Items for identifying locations

********************

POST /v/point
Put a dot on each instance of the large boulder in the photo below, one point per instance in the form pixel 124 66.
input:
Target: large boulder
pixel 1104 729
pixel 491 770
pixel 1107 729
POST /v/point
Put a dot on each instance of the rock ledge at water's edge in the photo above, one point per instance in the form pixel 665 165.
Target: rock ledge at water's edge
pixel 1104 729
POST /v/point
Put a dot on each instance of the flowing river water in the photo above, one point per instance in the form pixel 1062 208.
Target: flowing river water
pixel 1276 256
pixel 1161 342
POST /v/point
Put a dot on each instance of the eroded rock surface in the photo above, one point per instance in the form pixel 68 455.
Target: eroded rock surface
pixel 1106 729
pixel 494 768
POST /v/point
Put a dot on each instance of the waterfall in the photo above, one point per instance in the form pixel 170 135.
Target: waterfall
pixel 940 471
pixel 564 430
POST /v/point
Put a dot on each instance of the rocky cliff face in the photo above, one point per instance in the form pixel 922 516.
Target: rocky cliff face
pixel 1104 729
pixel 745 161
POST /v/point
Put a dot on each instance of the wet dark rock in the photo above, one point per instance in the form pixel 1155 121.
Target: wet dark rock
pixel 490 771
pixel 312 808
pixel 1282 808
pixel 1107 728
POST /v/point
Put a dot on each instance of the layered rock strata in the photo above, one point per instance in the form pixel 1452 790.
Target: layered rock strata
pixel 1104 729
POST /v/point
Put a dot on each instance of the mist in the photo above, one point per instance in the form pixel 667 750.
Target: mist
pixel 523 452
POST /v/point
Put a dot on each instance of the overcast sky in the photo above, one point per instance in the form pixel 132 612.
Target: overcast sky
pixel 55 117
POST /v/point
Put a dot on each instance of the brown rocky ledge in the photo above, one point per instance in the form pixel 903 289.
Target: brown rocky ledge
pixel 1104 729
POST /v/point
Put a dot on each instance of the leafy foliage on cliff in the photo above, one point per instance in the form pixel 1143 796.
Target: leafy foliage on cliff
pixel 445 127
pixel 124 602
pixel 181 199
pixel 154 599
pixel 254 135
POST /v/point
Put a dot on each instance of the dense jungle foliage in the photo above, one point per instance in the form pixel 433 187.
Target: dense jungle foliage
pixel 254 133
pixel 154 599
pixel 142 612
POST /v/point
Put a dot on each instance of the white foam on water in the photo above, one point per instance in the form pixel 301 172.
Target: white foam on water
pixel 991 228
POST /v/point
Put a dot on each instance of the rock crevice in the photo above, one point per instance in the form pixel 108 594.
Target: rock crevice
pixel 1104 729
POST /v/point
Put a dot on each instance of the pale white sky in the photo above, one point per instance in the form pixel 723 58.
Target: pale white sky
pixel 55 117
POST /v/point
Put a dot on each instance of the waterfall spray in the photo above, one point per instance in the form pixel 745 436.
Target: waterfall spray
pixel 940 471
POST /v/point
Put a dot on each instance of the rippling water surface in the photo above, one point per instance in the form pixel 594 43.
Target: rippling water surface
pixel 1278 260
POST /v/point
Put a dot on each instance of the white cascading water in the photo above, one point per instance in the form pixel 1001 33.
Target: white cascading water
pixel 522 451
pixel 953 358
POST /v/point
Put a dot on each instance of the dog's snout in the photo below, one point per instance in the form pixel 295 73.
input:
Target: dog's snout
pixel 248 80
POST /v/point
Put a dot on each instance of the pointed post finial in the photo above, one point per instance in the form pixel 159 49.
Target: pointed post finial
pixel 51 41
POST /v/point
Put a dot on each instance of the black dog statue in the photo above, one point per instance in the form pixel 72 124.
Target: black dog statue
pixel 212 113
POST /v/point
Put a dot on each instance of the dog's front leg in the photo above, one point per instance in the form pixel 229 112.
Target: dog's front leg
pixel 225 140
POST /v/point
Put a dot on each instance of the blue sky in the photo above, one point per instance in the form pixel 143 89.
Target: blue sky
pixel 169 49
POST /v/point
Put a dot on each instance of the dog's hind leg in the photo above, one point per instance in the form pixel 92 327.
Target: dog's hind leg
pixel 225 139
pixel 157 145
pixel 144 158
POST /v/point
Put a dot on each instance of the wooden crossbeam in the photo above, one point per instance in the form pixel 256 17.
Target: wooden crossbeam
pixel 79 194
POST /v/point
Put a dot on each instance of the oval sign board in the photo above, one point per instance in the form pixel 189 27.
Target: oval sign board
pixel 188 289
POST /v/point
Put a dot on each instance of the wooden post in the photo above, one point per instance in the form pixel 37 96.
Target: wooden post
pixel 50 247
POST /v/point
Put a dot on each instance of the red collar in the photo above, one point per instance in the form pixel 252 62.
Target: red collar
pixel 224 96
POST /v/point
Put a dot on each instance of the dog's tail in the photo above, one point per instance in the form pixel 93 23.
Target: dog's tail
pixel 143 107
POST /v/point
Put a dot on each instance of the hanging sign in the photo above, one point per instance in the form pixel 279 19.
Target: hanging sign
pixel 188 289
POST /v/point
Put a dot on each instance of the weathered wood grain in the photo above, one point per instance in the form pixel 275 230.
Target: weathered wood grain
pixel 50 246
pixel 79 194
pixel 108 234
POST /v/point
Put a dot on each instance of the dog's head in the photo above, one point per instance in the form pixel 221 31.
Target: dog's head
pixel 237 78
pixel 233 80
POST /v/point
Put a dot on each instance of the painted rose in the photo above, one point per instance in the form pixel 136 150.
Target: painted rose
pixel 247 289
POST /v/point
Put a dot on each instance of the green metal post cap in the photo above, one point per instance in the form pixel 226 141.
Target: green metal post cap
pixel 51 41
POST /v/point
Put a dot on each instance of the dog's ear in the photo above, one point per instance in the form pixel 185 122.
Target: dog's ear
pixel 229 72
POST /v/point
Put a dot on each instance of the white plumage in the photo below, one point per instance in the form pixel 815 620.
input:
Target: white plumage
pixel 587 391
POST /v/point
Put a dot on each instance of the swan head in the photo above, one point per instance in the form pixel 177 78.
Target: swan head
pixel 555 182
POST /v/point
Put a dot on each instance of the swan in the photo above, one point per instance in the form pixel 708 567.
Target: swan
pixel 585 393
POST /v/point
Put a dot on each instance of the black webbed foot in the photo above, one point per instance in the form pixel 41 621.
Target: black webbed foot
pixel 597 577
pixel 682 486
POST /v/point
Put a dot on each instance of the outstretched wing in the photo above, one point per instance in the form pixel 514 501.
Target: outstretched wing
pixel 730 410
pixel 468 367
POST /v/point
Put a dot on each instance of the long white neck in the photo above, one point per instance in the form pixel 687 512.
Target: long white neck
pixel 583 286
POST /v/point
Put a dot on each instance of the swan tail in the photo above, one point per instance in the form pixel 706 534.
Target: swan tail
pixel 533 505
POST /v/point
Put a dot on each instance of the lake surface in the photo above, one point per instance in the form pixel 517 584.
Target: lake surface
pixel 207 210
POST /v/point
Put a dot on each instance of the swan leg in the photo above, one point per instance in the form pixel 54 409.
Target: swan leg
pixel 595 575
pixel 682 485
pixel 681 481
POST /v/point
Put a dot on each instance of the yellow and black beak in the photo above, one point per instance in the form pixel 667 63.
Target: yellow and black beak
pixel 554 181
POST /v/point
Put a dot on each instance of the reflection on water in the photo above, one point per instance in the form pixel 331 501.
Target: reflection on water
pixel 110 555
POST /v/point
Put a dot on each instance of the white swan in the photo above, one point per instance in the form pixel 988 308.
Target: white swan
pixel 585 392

********************

- Short task: Reproduce all of the material above verbatim, line for line, from start to finish.

- Reply to the exercise:
POST /v/point
Put a dot on each instance of the large boulder in the photo below, one point per instance in the form pixel 124 66.
input:
Target: large boulder
pixel 1104 729
pixel 491 770
pixel 1107 729
POST /v/point
Put a dot on each instance of the rock ledge at water's edge in the photo above, one point per instance in the form pixel 665 165.
Target: rock ledge at water's edge
pixel 1104 729
POST /v/point
Put a dot on each instance of the flowing river water in the photo above, one point per instance in the form pixel 1062 208.
Target: flowing river water
pixel 1276 256
pixel 1161 342
POST /v/point
Put a dot on each instance of the eroded rock surface in the photo above, one point per instance in the form pixel 68 455.
Target: eroded rock surface
pixel 1106 729
pixel 494 768
POST /v/point
Put a dot on each instance of the waterfall in the photo above, one point per instance in the form pixel 170 135.
Target: waterfall
pixel 940 471
pixel 564 430
POST /v/point
Put a dot on each instance of the rocky cliff face in the photo above, one point per instance in the form pixel 922 516.
Target: rocky cliff face
pixel 1104 729
pixel 745 161
POST /v/point
Put a dot on each instance of the wet dark rock in the photo above, one point per instance in the form pixel 1155 121.
Target: wet dark rock
pixel 490 771
pixel 312 808
pixel 1282 808
pixel 1107 728
POST /v/point
Put a dot on each instance of the layered rock strata in the photo above, one point per instance in the form pixel 1452 790.
Target: layered rock strata
pixel 1104 729
POST /v/point
Put a dot on each instance of the mist in the photo above, one point per instance in the form pixel 667 750.
Target: mist
pixel 523 452
POST /v/point
Put a dot on each instance of the overcast sky in the photo above, one point per instance in the form pixel 132 612.
Target: overcast sky
pixel 55 117
POST /v/point
Put a dot on each instance of the brown rocky ledge in the photo above, one point per instance in the form pixel 903 289.
Target: brown rocky ledge
pixel 1104 729
POST /v/point
Put a dot on each instance of the leafy foliage on cliff in the photo above, one point per instance in the form pixel 1143 796.
Target: leafy foliage on cliff
pixel 445 127
pixel 124 602
pixel 181 199
pixel 154 599
pixel 254 135
POST /v/point
Put a dot on each instance of the dense jungle foliage in the photo above, one point per instance in the form pixel 433 187.
Target: dense jungle foliage
pixel 254 133
pixel 154 599
pixel 142 612
POST /v/point
Put a dot on each instance of the white foam on water in the photo above, one point per instance in the form pixel 301 172.
Target: white foam on water
pixel 991 228
POST /v/point
Put a dot on each instance of the rock crevice in the photo above, one point per instance in the form pixel 108 594.
Target: rock crevice
pixel 1104 729
POST /v/point
Put a dot on each instance of the pale white sky in the photo above, one point per instance in the form pixel 723 58.
Target: pale white sky
pixel 55 117
POST /v/point
Put a dot on each instance of the waterfall spray in the photo above, one point per instance in the form pixel 745 436.
Target: waterfall spray
pixel 940 471
POST /v/point
Put a dot on each instance of the rippling water surface in the photo above, one point per instance in the form pixel 594 43.
Target: rippling water surface
pixel 1278 260
POST /v/point
Put a dot on each instance of the white cascading water in the photo above, one point per instance in the form pixel 1001 33.
Target: white cascading water
pixel 522 451
pixel 953 358
POST /v/point
Put a dot on each instance of the dog's snout in the photo below, one point per instance in the form pixel 295 73.
input:
Target: dog's snout
pixel 248 80
POST /v/point
Put a dot on each instance of the pointed post finial in the photo above, one point per instance in the form pixel 159 49.
Target: pointed post finial
pixel 51 41
POST /v/point
Put a dot on each instance of the black dog statue in the photo above, one point per instance in the form pixel 72 124.
Target: black dog statue
pixel 212 113
POST /v/point
Put a dot on each instance of the dog's front leg in the photo above, one point per instance in the form pixel 229 112.
Target: dog's front leg
pixel 225 140
POST /v/point
Put a dot on each instance of the blue sky in the photo above, one point per instance in the form pixel 143 89.
Target: blue sky
pixel 169 49
POST /v/point
Put a dot on each instance of the dog's hind leg in the photo above, one point per instance in the form pixel 92 327.
Target: dog's hind leg
pixel 225 139
pixel 157 145
pixel 144 158
POST /v/point
Put a dot on each instance of the wooden crossbeam in the photo above, one point per instance in the form pixel 256 17.
Target: wooden crossbeam
pixel 79 194
POST /v/point
Put a dot on each instance of the oval sign board in the photo above, one point per instance in the form pixel 189 27.
Target: oval sign board
pixel 188 289
POST /v/point
Put a dot on each instance of the wooden post in the photo above, one point per instance in the form pixel 37 96.
Target: wooden post
pixel 50 247
POST /v/point
Put a dot on each instance of the red collar in the photo above, one point per instance in the form pixel 252 62.
Target: red collar
pixel 224 96
POST /v/point
Put a dot on each instance of the dog's tail in the photo above, one point per instance in the form pixel 93 23.
Target: dog's tail
pixel 143 107
POST /v/point
Put a dot on each instance of the hanging sign in the photo above, one point per instance in the form pixel 279 19.
Target: hanging sign
pixel 188 289
POST /v/point
Put a dot on each instance of the weathered wood grain in the photo above, one point per instance in the form pixel 275 230.
Target: weathered wood grain
pixel 50 246
pixel 79 194
pixel 108 234
POST /v/point
Put a dot on each instance of the dog's head in the photo above, one point per instance in the form pixel 221 31.
Target: dog's head
pixel 237 78
pixel 233 80
POST /v/point
Put a dot on each instance of the painted rose in the photo above, one point per instance in the form pixel 136 150.
Target: painted rose
pixel 247 289
POST /v/point
Put a dot on each instance of the green metal post cap in the photo above, one point per instance in the form pixel 226 141.
Target: green metal post cap
pixel 51 41
POST /v/point
Put a dot on each instance of the dog's ear in the photo above, one point per instance in the form pixel 185 122.
Target: dog's ear
pixel 229 72
POST /v/point
Put a dot on each instance of the white plumage in the photo below, one point per instance in the form pixel 815 620.
input:
Target: white plumage
pixel 587 391
POST /v/point
Put a dot on each instance of the swan head in the photo above, one point per instance in the form pixel 177 78.
Target: swan head
pixel 555 182
POST /v/point
Put a dot on each instance of the swan in the photo above, one point per instance in the form pixel 708 567.
Target: swan
pixel 585 393
POST /v/point
Put a dot on each instance of the black webbed foot in the photo above, one point per instance in the form pixel 41 621.
Target: black webbed foot
pixel 597 577
pixel 682 486
POST /v/point
Put a dot on each instance of the outstretched wing in the photo above, one point per instance in the form pixel 514 501.
Target: outstretched wing
pixel 730 410
pixel 468 367
POST /v/point
Put a dot on each instance of the long white neck in the photo above, one point per instance in the form pixel 687 512.
Target: long white neck
pixel 583 286
POST /v/point
Put a dot on each instance of the swan tail in the photo above, one point per instance in the form pixel 706 534.
Target: swan tail
pixel 533 505
POST /v/point
Put a dot on each instance of the lake surface in the photo above, one point per instance in the form pixel 517 584.
Target: lake surface
pixel 207 210
POST /v/point
Put a dot on each instance of the swan leg in the photo above, one point per instance in the form pixel 54 409.
Target: swan leg
pixel 595 575
pixel 682 485
pixel 681 481
POST /v/point
Put a dot on each instance of the yellow and black beak in the photo above, one point per instance in the form pixel 667 63.
Target: yellow and black beak
pixel 554 181
POST /v/point
Put a dot on each instance of the reflection on water in the photo above, one point per instance in the form pixel 331 501.
Target: reflection on water
pixel 110 555
POST /v/point
Put a dot on each instance of the white swan in the photo above, one point per instance in the form pixel 988 308.
Target: white swan
pixel 585 392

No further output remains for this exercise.